What the task requires:
I'd ask you to write out the lines below exactly, with no images.
++++++++++++++++++++
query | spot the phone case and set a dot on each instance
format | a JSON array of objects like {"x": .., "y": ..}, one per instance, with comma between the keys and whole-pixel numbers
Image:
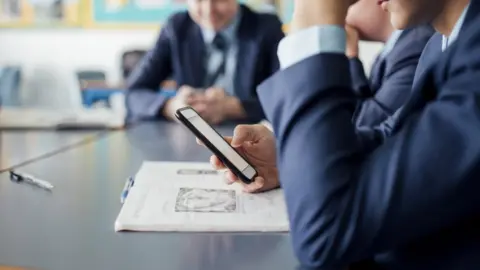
[{"x": 212, "y": 148}]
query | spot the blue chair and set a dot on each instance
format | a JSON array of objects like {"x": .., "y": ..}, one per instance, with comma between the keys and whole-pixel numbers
[{"x": 10, "y": 79}]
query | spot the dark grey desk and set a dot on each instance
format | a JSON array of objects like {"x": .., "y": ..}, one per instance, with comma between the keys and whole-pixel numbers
[
  {"x": 72, "y": 228},
  {"x": 20, "y": 147}
]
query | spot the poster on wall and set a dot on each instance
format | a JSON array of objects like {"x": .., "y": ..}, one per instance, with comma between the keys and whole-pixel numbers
[
  {"x": 39, "y": 13},
  {"x": 126, "y": 13}
]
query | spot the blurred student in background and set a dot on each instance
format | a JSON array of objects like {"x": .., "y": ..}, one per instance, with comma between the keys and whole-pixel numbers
[
  {"x": 217, "y": 52},
  {"x": 392, "y": 73}
]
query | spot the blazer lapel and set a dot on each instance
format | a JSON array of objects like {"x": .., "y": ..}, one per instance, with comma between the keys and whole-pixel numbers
[{"x": 194, "y": 51}]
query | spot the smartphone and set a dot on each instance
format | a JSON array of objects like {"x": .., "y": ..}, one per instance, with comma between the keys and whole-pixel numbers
[{"x": 217, "y": 144}]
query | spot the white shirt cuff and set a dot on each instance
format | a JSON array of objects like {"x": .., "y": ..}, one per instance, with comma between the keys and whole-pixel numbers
[{"x": 311, "y": 41}]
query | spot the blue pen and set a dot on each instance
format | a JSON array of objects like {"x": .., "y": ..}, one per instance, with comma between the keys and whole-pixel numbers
[{"x": 126, "y": 189}]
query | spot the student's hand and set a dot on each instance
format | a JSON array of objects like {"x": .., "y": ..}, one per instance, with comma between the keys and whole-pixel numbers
[
  {"x": 185, "y": 96},
  {"x": 212, "y": 106},
  {"x": 307, "y": 13},
  {"x": 257, "y": 144},
  {"x": 352, "y": 41}
]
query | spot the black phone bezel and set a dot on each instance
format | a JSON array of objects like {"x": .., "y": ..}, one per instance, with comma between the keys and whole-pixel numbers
[{"x": 212, "y": 148}]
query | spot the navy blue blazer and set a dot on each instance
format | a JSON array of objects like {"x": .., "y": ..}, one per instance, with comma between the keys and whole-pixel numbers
[
  {"x": 412, "y": 202},
  {"x": 391, "y": 78},
  {"x": 179, "y": 53}
]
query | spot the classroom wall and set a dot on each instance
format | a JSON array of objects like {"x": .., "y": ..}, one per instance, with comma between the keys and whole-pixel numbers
[{"x": 49, "y": 58}]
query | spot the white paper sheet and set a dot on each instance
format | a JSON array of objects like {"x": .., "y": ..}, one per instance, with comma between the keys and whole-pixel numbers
[{"x": 171, "y": 196}]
++++++++++++++++++++
Answer area:
query | spot the phone case and set a dot on each instance
format | a JSON array of objects like {"x": .., "y": ..}, one per instance, with comma between the keys and whole-pixel numbers
Image:
[{"x": 212, "y": 148}]
query | spot the blue chair and set a dot on each instance
format | a JSON array of objects like {"x": .., "y": ..}, one per instance, with comma between the keys and whole-pixel numbers
[{"x": 10, "y": 79}]
query | spot the dark grey desk and set a dot on each instance
format | a JSON array of objects like {"x": .., "y": ..}, one per instance, with comma between the keys and whole-pixel numbers
[
  {"x": 72, "y": 228},
  {"x": 20, "y": 147}
]
query | spot the poster on wall and set a dot on each instance
format | a JSON array of objects like {"x": .., "y": ..}, one per instance, with comma between the keys and whole-pixel numbers
[
  {"x": 39, "y": 13},
  {"x": 126, "y": 13}
]
query | spot the blurred student in background and set a dot on each instance
format | a JSON array of objects like {"x": .., "y": ..}, one per instance, with comma between the keys and whole-pixel numbers
[
  {"x": 217, "y": 52},
  {"x": 392, "y": 73}
]
query | spot the blazer lapel and set a dot on each instance
format | a JSON array of objects like {"x": .., "y": ..}, one per instance, with comma between the keys and whole-pixel numbers
[{"x": 194, "y": 51}]
query | spot the smartphone and set a dot on each instance
format | a JSON array of objects like {"x": .., "y": ..}, one per instance, with comma between the keys and whole-pixel numbers
[{"x": 217, "y": 144}]
query | spot the white shirt cuff and set a dot on each instance
format | a JSON array of objects like {"x": .., "y": ..}, one per instance, with comma between the keys and whole-pixel numbers
[{"x": 311, "y": 41}]
query | spot the blue pen and set a dot on each instance
format | a JSON array of objects like {"x": .., "y": ..}, one per instance, with comma between the keys and whole-pixel numbers
[{"x": 126, "y": 189}]
query | spot the student's hand and set a dot on each instance
format | a JSON array of objects like {"x": .., "y": ..}, one per instance, with comma between the keys and whole-pixel numbers
[
  {"x": 185, "y": 96},
  {"x": 212, "y": 106},
  {"x": 307, "y": 13},
  {"x": 257, "y": 144},
  {"x": 352, "y": 41}
]
query | spot the black phone bezel and set a dot on each instance
format | a JSON array of objects like {"x": .., "y": ..}, one per instance, with comma between the keys and whole-pixel numbers
[{"x": 212, "y": 148}]
query | spot the navy blue blazer and set a dot on each instance
format | a JSON array of objects like {"x": .., "y": ..}, one per instance, with comma between the keys and whole-pixel numbers
[
  {"x": 412, "y": 202},
  {"x": 391, "y": 78},
  {"x": 179, "y": 53}
]
query | spot the classroom wall and set a dot on each instance
format | a JSON array of objects like {"x": .., "y": ..}, one per instance, with comma between the keys and whole-pixel numbers
[{"x": 49, "y": 58}]
query | spot the white paper sheet and set a dot on each instance
format | a JSON array of objects like {"x": .., "y": ..}, one per instance, with comma between the keys and whole-pixel numbers
[{"x": 171, "y": 196}]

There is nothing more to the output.